-- START --

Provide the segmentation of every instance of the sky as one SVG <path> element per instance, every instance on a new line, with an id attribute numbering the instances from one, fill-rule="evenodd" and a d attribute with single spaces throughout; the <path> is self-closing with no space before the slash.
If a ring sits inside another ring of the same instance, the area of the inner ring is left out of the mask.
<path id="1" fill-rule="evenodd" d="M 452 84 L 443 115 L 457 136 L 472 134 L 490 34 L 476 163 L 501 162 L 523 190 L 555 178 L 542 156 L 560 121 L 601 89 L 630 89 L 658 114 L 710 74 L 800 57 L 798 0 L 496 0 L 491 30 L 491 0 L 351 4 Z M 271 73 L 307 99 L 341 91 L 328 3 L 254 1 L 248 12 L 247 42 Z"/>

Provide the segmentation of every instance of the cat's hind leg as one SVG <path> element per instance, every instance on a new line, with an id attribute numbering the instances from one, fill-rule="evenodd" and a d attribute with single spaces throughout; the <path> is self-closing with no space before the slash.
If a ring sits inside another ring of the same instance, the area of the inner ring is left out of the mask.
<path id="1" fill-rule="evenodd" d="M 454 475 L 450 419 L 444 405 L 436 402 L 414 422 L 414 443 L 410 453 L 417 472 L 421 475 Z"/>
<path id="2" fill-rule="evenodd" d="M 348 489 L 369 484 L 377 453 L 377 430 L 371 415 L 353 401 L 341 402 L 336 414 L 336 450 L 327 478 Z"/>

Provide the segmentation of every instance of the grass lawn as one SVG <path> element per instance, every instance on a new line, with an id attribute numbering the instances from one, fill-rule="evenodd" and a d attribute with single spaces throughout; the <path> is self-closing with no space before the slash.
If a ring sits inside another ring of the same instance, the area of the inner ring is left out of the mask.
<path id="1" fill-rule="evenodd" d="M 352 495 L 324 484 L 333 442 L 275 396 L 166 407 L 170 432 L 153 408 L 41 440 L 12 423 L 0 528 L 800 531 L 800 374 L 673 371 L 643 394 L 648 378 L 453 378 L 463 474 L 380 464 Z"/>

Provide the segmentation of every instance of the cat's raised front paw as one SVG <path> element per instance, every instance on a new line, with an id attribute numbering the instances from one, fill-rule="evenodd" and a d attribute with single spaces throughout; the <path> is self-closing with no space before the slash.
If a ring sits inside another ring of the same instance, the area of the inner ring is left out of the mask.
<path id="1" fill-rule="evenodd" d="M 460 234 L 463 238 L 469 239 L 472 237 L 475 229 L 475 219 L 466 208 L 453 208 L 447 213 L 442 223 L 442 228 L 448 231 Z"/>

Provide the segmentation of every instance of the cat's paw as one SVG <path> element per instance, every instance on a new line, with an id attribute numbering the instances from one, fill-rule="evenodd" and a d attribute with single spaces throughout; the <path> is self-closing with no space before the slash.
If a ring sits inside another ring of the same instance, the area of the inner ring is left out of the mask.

-- END --

> **Stated goal**
Render every line of the records above as a Markdown table with the columns Row and Line. Put a sequential row number in Row and the line in Line, and omit blank lines.

> **Written response**
| Row | Line |
|---|---|
| 1 | Provide the segmentation of every instance of the sky as one SVG <path> element per instance, every instance on a new line, with an id attribute numbering the instances from one, fill-rule="evenodd" and a d attribute with single spaces throughout; the <path> is self-closing with no space before the slash. |
| 2 | If a ring sits inside another ring of the same instance, the area of the inner ring is left out of the mask. |
| 3 | <path id="1" fill-rule="evenodd" d="M 452 84 L 443 115 L 457 136 L 472 134 L 490 34 L 476 163 L 501 162 L 523 190 L 555 178 L 542 156 L 560 121 L 601 89 L 630 89 L 658 114 L 710 74 L 800 57 L 798 0 L 496 0 L 491 30 L 491 0 L 351 4 Z M 271 73 L 307 99 L 341 91 L 328 3 L 254 1 L 248 12 L 247 42 Z"/> |
| 4 | Provide the segmentation of every instance of the cat's hind leg as one SVG <path> element per instance, every instance on a new line, with an id attribute numbering the instances from one, fill-rule="evenodd" and a d attribute with single spaces throughout; the <path> is self-closing with no space before the slash. |
| 5 | If a ring sits inside another ring of the same instance, the area of the inner ring is left out of the mask. |
| 6 | <path id="1" fill-rule="evenodd" d="M 454 475 L 450 419 L 444 405 L 436 402 L 414 422 L 414 443 L 410 453 L 417 472 L 421 475 Z"/> |
| 7 | <path id="2" fill-rule="evenodd" d="M 348 489 L 369 484 L 377 453 L 377 430 L 371 415 L 353 401 L 341 402 L 336 414 L 336 450 L 327 478 Z"/> |
| 8 | Provide the segmentation of every instance of the grass lawn as one SVG <path> element per instance, every instance on a new line, with an id attribute numbering the instances from one, fill-rule="evenodd" and a d attribute with single spaces throughout; the <path> is self-closing with no space before the slash. |
| 9 | If a ring sits inside another ring of the same instance, the area of the inner ring is left out of the mask. |
| 10 | <path id="1" fill-rule="evenodd" d="M 352 495 L 324 484 L 333 442 L 275 396 L 166 407 L 170 432 L 153 408 L 41 440 L 12 423 L 0 528 L 800 531 L 800 374 L 673 371 L 643 394 L 648 378 L 453 378 L 463 474 L 380 464 Z"/> |
| 11 | Provide the segmentation of every instance of the cat's raised front paw as one SVG <path> element per instance, every instance on a new line, with an id attribute numbering the instances from one, fill-rule="evenodd" and a d attribute with single spaces throughout; the <path> is self-closing with no space before the slash. |
| 12 | If a ring sits inside another ring of the same instance, the area of the inner ring is left out of the mask. |
| 13 | <path id="1" fill-rule="evenodd" d="M 460 234 L 463 238 L 469 239 L 472 237 L 475 229 L 475 219 L 466 208 L 453 208 L 447 213 L 442 223 L 442 228 L 448 231 Z"/> |
| 14 | Provide the segmentation of every instance of the cat's paw as one SVG <path> element per instance, every instance on a new line, with an id attribute numbering the instances from one, fill-rule="evenodd" and a d attribute with single spaces throughout; the <path> is self-closing with no space before the slash. |
| 15 | If a ring sits inside another ring of the same instance, the area of the inner ring is left out of the mask. |